In addition to the questions John raised below, Francis
and others mentioned: lack of reviewers. Also there is the
question of overlap with Area review teams such as secdir,
and there is accumulated experience from Gen-ART (RFC 6385).

Regards
   Brian

On 03/05/2013 08:29, John Leslie wrote:
> Pete Resnick <presnick@qti.qualcomm.com> wrote:
>> Note that although we did ask the bigger question, the more central 
>> question relates to what we on the IESG can do all by ourselves (without 
>> making changes to the formal processes) that we can discuss during our 
>> IESG meeting next week. So don't limit your thinking to things that 
>> require process changes; suggested behavior changes on the part of ADs 
>> are also useful.
> 
>    The ADs could do worse than starting from the SIRS draft:
> 
> tools.ietf.org/html/draft-carpenter-icar-sirs-01
> 
> but as I read through it, I find a number of issues which I'd advise
> _not_ trying to resolve. For example:
> 
> - All reviews public: not always a good idea;
> 
> - Normally posted to WG list: often a bad idea -- to easy for them to
>   start a flame-war;
> 
> - Standardized summary message: these may be a very poor choice for
>   early reviews;
> 
> - Selection process: it's far more important that the IESG be comfortable
>   with each member.

GOAL A
Quote the mailing-list message from "On 03/05/2013 08:29, John" up to and including "are also useful.".
GOAL B
List each issue in the mailing-list message that John advises not trying to resolve in the SIRS draft, using the short label given for each.
GOAL C
Summarize the mailing-list message in two sentences.

COLLECTED DATA
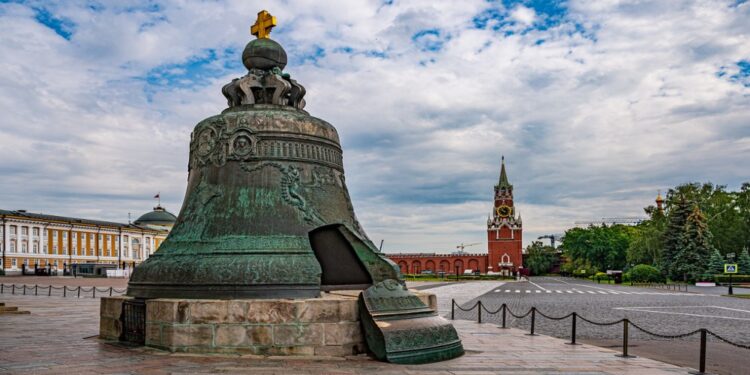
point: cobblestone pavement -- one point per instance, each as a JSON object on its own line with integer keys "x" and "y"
{"x": 661, "y": 311}
{"x": 59, "y": 337}
{"x": 101, "y": 282}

EXPECTED OUTPUT A
On 03/05/2013 08:29, John Leslie wrote:
> Pete Resnick <presnick@qti.qualcomm.com> wrote:
>> Note that although we did ask the bigger question, the more central 
>> question relates to what we on the IESG can do all by ourselves (without 
>> making changes to the formal processes) that we can discuss during our 
>> IESG meeting next week. So don't limit your thinking to things that 
>> require process changes; suggested behavior changes on the part of ADs 
>> are also useful.

EXPECTED OUTPUT B
- All reviews public
- Normally posted to WG list
- Standardized summary message
- Selection process

EXPECTED OUTPUT C
Brian adds further points to John's: the lack of reviewers mentioned by Francis and others, overlap with Area review teams such as secdir, and the accumulated experience from Gen-ART (RFC 6385). John, replying to Pete's note that the central question is what the IESG can do without changing formal processes, suggests the ADs could start from the SIRS draft but advises not trying to resolve several of its issues, such as making all reviews public, posting them to the WG list, using a standardized summary message, and the selection process.